** Problem description **
Write the listing out again, all of it, word for word.

** Records provided **
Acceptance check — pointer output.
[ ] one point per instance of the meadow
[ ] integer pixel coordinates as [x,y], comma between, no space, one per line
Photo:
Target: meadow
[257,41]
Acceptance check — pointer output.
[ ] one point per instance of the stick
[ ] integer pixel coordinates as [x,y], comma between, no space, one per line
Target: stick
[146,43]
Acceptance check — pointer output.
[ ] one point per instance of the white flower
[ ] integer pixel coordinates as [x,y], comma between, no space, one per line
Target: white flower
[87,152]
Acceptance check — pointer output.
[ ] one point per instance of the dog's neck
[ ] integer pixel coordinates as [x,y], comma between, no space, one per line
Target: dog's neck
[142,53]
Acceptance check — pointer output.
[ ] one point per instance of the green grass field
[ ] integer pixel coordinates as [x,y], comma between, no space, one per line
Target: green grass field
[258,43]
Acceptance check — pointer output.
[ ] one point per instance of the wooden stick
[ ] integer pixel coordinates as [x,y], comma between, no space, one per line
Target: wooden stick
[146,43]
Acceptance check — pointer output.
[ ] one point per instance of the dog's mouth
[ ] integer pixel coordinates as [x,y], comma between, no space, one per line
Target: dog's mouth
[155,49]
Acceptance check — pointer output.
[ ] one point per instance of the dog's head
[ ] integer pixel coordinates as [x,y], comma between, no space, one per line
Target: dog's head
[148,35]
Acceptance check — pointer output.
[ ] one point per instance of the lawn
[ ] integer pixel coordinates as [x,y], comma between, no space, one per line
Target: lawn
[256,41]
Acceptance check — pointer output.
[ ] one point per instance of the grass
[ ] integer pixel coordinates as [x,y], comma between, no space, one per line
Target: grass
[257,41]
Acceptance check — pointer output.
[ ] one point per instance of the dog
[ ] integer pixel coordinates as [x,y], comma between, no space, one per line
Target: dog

** Result **
Acceptance check — pointer output.
[ ] one point per instance of the meadow
[ ] integer pixel coordinates as [x,y], comma between, no space, one per line
Photo:
Target: meadow
[257,41]
Acceptance check — pointer output.
[ ] one point per instance of the stick
[ ] integer pixel coordinates as [x,y], comma between, no space, one per line
Target: stick
[146,43]
Acceptance check — pointer output.
[ ] one point per instance of the white flower
[ ] integer pixel coordinates as [x,y], comma between, no space, one per line
Target: white flower
[87,152]
Acceptance check — pointer output.
[ ] one point per instance of the dog's neck
[ ] integer pixel coordinates as [x,y], comma between, no space, one per line
Target: dog's neck
[142,53]
Acceptance check — pointer output.
[ ] one point per instance of the green grass field
[ ] integer pixel coordinates as [x,y], comma between, no space, one per line
Target: green grass field
[258,43]
Acceptance check — pointer output.
[ ] one point per instance of the wooden stick
[ ] integer pixel coordinates as [x,y], comma between, no space, one per line
Target: wooden stick
[146,43]
Acceptance check — pointer output.
[ ] one point per instance of the dog's mouth
[ ] integer pixel coordinates as [x,y], comma between, no space, one per line
Target: dog's mouth
[155,49]
Acceptance check — pointer output.
[ ] one point per instance of the dog's head
[ ] integer pixel coordinates as [x,y], comma between, no space, one per line
Target: dog's head
[148,35]
Acceptance check — pointer output.
[ ] one point per instance of the lawn
[ ] integer pixel coordinates as [x,y], comma between, no space, one per line
Target: lawn
[256,41]
Acceptance check — pointer output.
[ ] one point per instance of the grass
[ ] integer pixel coordinates as [x,y], comma between, no space, one per line
Target: grass
[257,41]
Acceptance check — pointer output.
[ ] one point per instance of the dog
[ ] integer pixel coordinates as [x,y], comma between, no space, one per line
Target: dog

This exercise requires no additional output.